◆ Task item: Take the entries below and retype them exactly.

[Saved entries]
Segment Open
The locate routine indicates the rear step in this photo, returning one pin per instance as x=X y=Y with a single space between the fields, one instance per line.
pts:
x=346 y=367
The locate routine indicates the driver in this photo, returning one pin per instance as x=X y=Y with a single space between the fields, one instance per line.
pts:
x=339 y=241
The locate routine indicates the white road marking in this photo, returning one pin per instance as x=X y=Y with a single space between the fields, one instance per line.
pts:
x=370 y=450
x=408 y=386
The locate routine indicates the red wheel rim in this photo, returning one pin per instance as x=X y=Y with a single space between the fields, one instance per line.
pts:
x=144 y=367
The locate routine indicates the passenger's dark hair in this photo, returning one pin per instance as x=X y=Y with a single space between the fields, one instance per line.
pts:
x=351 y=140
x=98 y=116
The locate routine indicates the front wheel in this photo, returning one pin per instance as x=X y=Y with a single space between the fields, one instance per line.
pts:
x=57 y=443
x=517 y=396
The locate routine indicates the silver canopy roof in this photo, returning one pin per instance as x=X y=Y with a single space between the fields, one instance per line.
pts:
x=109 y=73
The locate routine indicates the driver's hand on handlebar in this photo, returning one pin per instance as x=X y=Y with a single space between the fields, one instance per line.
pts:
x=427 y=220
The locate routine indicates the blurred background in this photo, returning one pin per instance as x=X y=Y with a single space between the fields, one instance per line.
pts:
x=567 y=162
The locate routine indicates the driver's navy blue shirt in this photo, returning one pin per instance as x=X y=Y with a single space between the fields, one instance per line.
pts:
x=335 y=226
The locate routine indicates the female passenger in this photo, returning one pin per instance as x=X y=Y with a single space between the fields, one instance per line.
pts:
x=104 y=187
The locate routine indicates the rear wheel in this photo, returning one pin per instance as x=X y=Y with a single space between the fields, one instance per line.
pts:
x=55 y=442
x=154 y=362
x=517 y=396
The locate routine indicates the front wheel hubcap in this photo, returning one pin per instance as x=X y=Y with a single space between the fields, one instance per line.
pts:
Segment Closed
◆ Your solution:
The locate routine indicates the rear step in this photo, returning one pin per instance as x=X y=Y with a single space between the fields, one instance per line.
pts:
x=346 y=367
The locate routine indicates the driver in this photo, returning one pin per instance as x=X y=Y with a single space between the fields, one instance per line.
pts:
x=339 y=241
The locate routine indicates the white road marking in this photo, returning one pin per instance as x=X y=Y with a single space between the fields, one instance per line.
pts:
x=370 y=450
x=408 y=386
The locate routine indicates the red wheel rim in this photo, returning one pin per instance as x=X y=Y with a single space between the fields, one instance per line.
pts:
x=144 y=367
The locate routine indicates the passenger's dark hair in this photo, returning one pin per instance as x=X y=Y with a single space between the fields, one instance per line.
pts:
x=351 y=140
x=98 y=116
The locate routine indicates the front wheel in this photo, returning one pin per instance as x=X y=Y with a single space between the fields, one instance per line.
pts:
x=57 y=443
x=517 y=396
The locate routine indicates the silver canopy roof in this photo, returning one pin per instance as x=X y=Y with a single space between the fields, one instance per line.
pts:
x=109 y=73
The locate routine indicates the driver's hand on handlebar in this photo, returning one pin per instance as x=X y=Y with a single space between the fields, one instance per line.
pts:
x=427 y=220
The locate routine indicates the blurred background in this photo, returning one pin per instance as x=X y=Y with a single space between the fields, one instance per line.
pts:
x=567 y=162
The locate routine indicates the driver's navy blue shirt in this photo, returning one pin per instance as x=X y=Y with a single space between the fields, one instance per line.
pts:
x=335 y=226
The locate routine indicates the female passenger in this photo, returning one pin per instance as x=X y=Y with a single space between the fields, one instance per line.
pts:
x=104 y=187
The locate routine indicates the rear wheel in this photo, returning one pin per instance as x=X y=Y with a single space between the fields, one instance per line.
pts:
x=55 y=442
x=154 y=362
x=517 y=396
The locate routine indicates the front wheel hubcap in this photo, returning one pin per instance as x=X y=Y with a single space between the fields, one instance per line.
pts:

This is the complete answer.